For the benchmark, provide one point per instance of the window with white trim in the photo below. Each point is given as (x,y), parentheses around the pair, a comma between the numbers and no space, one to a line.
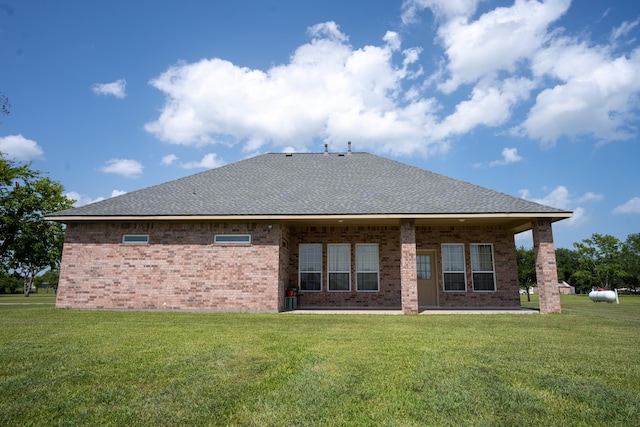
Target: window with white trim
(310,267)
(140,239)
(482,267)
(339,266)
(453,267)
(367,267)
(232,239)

---

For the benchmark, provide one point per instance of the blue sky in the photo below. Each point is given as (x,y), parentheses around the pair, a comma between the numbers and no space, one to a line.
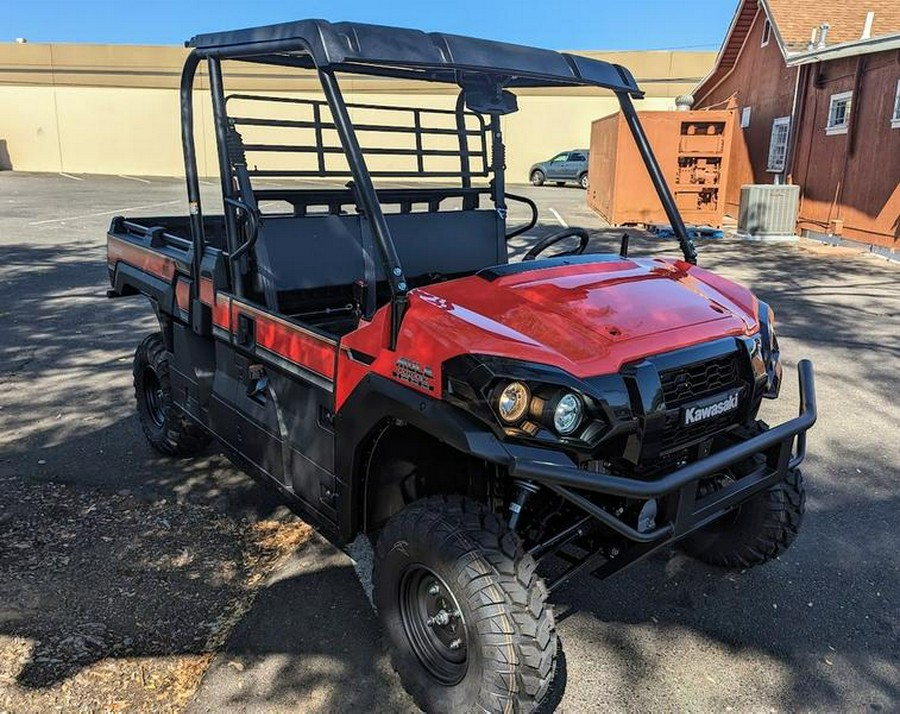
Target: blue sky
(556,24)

---

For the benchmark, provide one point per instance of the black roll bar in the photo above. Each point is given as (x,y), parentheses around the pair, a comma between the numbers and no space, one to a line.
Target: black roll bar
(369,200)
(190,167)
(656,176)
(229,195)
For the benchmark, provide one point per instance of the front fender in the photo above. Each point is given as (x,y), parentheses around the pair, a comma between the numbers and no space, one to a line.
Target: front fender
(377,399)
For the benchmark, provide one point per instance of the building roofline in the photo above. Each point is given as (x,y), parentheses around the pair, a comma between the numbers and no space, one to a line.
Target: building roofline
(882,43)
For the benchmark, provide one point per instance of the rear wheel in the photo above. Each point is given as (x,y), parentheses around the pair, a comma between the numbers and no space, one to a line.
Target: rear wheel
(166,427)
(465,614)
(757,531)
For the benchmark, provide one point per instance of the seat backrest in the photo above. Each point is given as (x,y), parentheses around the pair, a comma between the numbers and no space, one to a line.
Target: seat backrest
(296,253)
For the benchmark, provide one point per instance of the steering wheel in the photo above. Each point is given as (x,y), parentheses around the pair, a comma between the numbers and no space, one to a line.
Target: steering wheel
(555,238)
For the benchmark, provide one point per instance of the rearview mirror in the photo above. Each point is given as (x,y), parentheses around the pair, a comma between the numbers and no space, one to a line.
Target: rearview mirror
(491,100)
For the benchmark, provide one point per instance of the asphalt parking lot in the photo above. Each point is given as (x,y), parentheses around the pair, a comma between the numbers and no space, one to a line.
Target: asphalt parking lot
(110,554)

---

● Set problem
Count the lines in the data above that contain the word "roll". Reply with the number only.

● Written answer
2